• [Aim of the exercise] Give back exactly the lines of the data below, starting with the line that has "Target: overcast sky" and going on through the line that has "Target: green tree".

• [Materials provided]

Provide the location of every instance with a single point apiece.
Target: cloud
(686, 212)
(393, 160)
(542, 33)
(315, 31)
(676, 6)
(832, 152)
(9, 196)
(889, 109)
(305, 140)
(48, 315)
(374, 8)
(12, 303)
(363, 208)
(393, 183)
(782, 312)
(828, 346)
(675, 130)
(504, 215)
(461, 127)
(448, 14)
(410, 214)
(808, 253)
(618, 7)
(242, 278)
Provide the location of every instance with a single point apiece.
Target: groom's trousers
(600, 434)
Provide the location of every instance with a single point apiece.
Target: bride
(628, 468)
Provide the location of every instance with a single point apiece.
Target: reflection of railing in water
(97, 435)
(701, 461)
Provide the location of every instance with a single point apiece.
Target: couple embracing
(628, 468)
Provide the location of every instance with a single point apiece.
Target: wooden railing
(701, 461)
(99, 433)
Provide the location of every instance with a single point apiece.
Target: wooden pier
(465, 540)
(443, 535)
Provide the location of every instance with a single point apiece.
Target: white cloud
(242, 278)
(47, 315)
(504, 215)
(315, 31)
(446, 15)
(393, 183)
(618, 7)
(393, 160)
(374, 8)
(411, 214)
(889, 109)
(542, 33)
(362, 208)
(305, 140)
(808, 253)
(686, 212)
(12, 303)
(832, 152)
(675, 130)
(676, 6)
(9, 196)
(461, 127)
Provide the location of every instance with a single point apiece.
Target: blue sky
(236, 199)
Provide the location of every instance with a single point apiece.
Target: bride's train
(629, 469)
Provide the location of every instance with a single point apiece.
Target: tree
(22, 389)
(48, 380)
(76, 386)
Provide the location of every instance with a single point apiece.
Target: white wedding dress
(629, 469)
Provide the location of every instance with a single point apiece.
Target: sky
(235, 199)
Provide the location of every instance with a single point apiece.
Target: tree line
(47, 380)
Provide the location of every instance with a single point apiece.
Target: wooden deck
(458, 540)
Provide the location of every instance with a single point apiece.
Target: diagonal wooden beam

--

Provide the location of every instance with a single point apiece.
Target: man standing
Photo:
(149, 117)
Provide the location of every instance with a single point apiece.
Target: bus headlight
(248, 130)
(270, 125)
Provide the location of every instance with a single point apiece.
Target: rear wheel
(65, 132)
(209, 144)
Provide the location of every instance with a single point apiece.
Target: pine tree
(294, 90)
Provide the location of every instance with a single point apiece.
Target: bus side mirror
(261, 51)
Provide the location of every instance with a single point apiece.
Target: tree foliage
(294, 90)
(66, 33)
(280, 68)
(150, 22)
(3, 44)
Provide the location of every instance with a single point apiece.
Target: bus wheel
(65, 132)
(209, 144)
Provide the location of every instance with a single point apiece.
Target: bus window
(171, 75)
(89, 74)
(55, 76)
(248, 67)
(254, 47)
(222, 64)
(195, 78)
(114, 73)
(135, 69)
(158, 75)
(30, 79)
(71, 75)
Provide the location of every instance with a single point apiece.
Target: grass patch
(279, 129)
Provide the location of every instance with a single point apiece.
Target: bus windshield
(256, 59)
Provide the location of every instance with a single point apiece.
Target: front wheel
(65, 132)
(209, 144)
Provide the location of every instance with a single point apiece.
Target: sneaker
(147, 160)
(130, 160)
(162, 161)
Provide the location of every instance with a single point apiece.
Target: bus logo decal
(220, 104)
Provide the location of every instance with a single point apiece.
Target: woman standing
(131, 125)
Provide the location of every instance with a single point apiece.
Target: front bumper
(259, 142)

...

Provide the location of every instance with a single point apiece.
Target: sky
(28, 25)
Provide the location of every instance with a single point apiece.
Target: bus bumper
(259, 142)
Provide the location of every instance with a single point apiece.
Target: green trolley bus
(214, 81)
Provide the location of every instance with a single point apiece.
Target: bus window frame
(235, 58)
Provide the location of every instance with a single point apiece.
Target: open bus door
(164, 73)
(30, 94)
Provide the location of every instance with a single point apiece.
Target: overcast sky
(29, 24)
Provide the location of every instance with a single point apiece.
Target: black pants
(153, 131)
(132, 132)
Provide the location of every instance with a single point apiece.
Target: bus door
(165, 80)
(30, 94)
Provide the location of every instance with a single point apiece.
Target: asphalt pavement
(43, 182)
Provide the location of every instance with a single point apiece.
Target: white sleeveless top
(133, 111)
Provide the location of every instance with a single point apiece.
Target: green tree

• [Task result]
Target: overcast sky
(29, 24)
Provide the location of every instance with a single point apiece.
Target: black pants
(153, 131)
(132, 132)
Provide the location of every instance with a single point apiece.
Target: bus door
(165, 80)
(30, 94)
Provide the location of every instance with a single point apiece.
Target: asphalt pavement
(43, 182)
Provide the location of every instance with a single point apiece.
Target: white sleeveless top
(133, 111)
Provide the location of every instance with a single point apiece.
Target: green tree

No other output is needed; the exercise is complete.